→ EXTRAIT
<<<<

Comment expliquer l’incapacité apparente de Léonardo DiCaprio à aimer ? Pourquoi chacune de ses relations – essentiellement avec des mannequins du Sports Illustrated Swinsuit Issue – se terminent-elles toujours au bout de quelques mois ? Et au-delà de ses conquêtes et ruptures à répétition, pourquoi l’amour semble-t-il de plus en plus rare de nos jours ?
Avec sa toute dernière bande dessinée, La rose la plus rouge s’épanouit, l’autrice féministe suédoise Liv Strömquist tente de comprendre la rareté apparente du sentiment amoureux dans nos sociétés contemporaines. Est-ce dû au narcissisme extrême propre à notre société capitaliste tel que le propose le philosophe sud-coréen Buyng-Chul Han ? Ou est-ce le « boom » du choix rationnel, fondement de notre époque où les choix sont multiples et la raison, essentielle à toutes décisions ? Serait-ce la conséquence de notre tendance psychologisante à nous analyser nous-mêmes et à notre attachement infaillible aux expert.e.s et à la science ? Ou est-ce la nouvelle figure de « l’homme accompli » qui établit son contrôle et sa domination émotionnelle sur le désir d’attachement des femmes ?

>>>>

Extraits d'un jeu de données de pointage:
<<<<

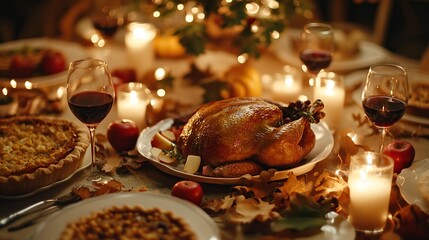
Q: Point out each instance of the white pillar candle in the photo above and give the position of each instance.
(139, 44)
(132, 100)
(370, 182)
(329, 88)
(286, 88)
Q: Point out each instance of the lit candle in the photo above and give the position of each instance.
(370, 181)
(132, 100)
(329, 88)
(8, 104)
(286, 88)
(139, 43)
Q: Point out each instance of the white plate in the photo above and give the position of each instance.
(407, 182)
(356, 77)
(198, 220)
(86, 161)
(71, 51)
(324, 145)
(369, 54)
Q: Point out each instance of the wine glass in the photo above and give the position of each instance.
(106, 17)
(316, 49)
(90, 96)
(385, 96)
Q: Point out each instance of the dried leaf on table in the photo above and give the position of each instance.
(112, 164)
(411, 222)
(303, 214)
(247, 210)
(110, 187)
(217, 205)
(328, 185)
(293, 185)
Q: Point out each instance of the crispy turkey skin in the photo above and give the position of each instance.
(240, 136)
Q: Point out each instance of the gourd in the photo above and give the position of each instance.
(243, 81)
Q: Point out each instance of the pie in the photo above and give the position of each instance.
(418, 102)
(38, 151)
(129, 222)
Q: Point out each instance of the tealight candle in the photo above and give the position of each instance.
(329, 87)
(370, 182)
(132, 100)
(286, 88)
(139, 44)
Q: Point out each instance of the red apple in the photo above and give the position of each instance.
(21, 67)
(402, 153)
(188, 190)
(53, 62)
(123, 135)
(162, 142)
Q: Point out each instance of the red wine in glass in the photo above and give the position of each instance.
(384, 111)
(90, 107)
(106, 26)
(315, 60)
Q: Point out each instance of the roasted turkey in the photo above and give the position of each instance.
(240, 136)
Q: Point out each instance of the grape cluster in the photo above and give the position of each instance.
(296, 110)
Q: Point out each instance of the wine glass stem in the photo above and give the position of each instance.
(94, 171)
(383, 134)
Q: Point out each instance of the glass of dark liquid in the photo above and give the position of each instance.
(385, 96)
(90, 96)
(316, 49)
(106, 18)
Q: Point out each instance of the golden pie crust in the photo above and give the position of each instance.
(418, 102)
(38, 151)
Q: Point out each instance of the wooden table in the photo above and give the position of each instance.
(158, 181)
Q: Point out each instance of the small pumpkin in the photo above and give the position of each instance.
(243, 81)
(168, 46)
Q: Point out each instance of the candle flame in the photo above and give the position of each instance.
(13, 83)
(28, 85)
(160, 92)
(242, 58)
(60, 92)
(288, 80)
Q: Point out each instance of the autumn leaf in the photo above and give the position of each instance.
(328, 185)
(293, 186)
(247, 210)
(217, 205)
(303, 214)
(112, 163)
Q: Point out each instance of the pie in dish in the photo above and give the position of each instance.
(129, 222)
(424, 185)
(38, 151)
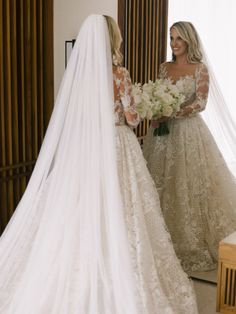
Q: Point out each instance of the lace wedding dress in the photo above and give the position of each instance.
(196, 189)
(158, 271)
(88, 236)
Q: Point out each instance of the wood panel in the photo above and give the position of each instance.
(143, 25)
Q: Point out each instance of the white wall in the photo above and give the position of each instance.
(68, 17)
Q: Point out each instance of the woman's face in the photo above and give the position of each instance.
(177, 44)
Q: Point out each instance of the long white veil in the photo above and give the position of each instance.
(66, 250)
(218, 118)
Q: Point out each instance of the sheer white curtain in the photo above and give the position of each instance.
(215, 23)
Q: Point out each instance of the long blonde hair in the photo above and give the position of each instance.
(188, 33)
(115, 40)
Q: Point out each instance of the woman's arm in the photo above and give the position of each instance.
(202, 89)
(131, 115)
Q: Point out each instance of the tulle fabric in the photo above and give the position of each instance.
(196, 188)
(66, 250)
(218, 117)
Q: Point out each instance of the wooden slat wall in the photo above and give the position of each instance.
(143, 24)
(26, 93)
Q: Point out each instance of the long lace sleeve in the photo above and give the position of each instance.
(131, 115)
(197, 104)
(162, 71)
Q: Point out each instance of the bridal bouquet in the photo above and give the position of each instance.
(158, 99)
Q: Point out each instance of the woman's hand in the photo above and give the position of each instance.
(155, 124)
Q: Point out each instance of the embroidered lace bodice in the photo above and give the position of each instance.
(125, 112)
(194, 87)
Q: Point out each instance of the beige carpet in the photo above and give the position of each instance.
(208, 276)
(206, 296)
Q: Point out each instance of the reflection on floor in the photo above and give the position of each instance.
(206, 296)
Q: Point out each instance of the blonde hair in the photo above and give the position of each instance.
(115, 40)
(188, 33)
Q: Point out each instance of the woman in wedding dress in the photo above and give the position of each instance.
(196, 189)
(88, 236)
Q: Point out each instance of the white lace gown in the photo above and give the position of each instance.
(160, 278)
(55, 284)
(196, 189)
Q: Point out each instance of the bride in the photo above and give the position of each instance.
(88, 236)
(197, 191)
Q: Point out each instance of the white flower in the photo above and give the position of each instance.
(159, 98)
(167, 111)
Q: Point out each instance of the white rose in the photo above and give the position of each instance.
(167, 111)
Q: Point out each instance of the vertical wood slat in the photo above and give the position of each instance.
(3, 187)
(8, 100)
(22, 89)
(145, 41)
(26, 93)
(14, 92)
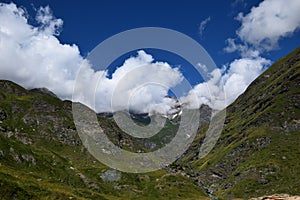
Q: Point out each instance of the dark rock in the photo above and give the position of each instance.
(3, 115)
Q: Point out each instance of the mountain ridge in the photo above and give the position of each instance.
(41, 155)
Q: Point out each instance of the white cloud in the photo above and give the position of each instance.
(226, 84)
(268, 22)
(34, 57)
(203, 25)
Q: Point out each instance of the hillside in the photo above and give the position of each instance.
(259, 149)
(42, 157)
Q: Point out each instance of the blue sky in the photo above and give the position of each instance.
(242, 36)
(87, 23)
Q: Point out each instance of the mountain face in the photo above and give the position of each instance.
(259, 149)
(42, 156)
(257, 154)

>>>>

→ TRAVAIL DEMANDÉ
#1 Recopiez le passage de l'extrait sur la bande dessinée de Liv Strömquist, en commençant à « Avec sa toute » et en terminant à « des femmes ? ».
#2 Poursuivez l'extrait consacré à la bande dessinée de Liv Strömquist à partir de sa dernière phrase.
Ces lignes ne sont d'aucune utilité ici.

→ RÉPONSES PAR TÂCHE
#1
Avec sa toute dernière bande dessinée, La rose la plus rouge s’épanouit, l’autrice féministe suédoise Liv Strömquist tente de comprendre la rareté apparente du sentiment amoureux dans nos sociétés contemporaines. Est-ce dû au narcissisme extrême propre à notre société capitaliste tel que le propose le philosophe sud-coréen Buyng-Chul Han ? Ou est-ce le « boom » du choix rationnel, fondement de notre époque où les choix sont multiples et la raison, essentielle à toutes décisions ? Serait-ce la conséquence de notre tendance psychologisante à nous analyser nous-mêmes et à notre attachement infaillible aux expert.e.s et à la science ? Ou est-ce la nouvelle figure de « l’homme accompli » qui établit son contrôle et sa domination émotionnelle sur le désir d’attachement des femmes ?

#2
En prenant d’assaut nos bases et fondements sociaux, l’autrice de l’adulée bande dessinée L’origine du monde déconstruit nos compréhensions et perceptions de l’amour érigées en tant que vérités. Elle met à mal notre société de consommation, notre narcissisme égocentrique qui se soucie davantage de notre propre image, objet de désir, que de l’Autre. Elle critique cette propension à tout analyser, tout décortiquer, tout comprendre et tout rationaliser et voit le féminisme d’« auto-empowerment » comme un moyen déformé de cultiver notre société de performance et notre individualisme.
Strömquist choque, secoue et affronte les conceptions profondes que l’on entretient vis-à-vis de nos relations amoureuses, mais aussi de notre société. En jonglant avec les écrits des grand.e.s philosophes, sociologues et écrivain.e.s d’hier et d’aujourd’hui, tout en personnifiant ses propos avec des personnages tels que Schtroumpf à lunettes, Jabba the Hutt ou encore Panoramix, elle propose un essai tant rigoureux qu’humoristique sous forme de BD. Du génie !
Seul petit bémol : la monogamie et l’hétéronormativité y sont un peu trop centrales. Est-ce que l’objectif universel est vraiment l’amour heureux ? Et cet amour est-il nécessairement porté par un idéal amoureux hétéronormé ? Bien que ce ne soit pas ce qu’elle évoque, la critique de ce positionnement aurait été, à mon sens, essentielle…
- Auteur : Strömquist, L.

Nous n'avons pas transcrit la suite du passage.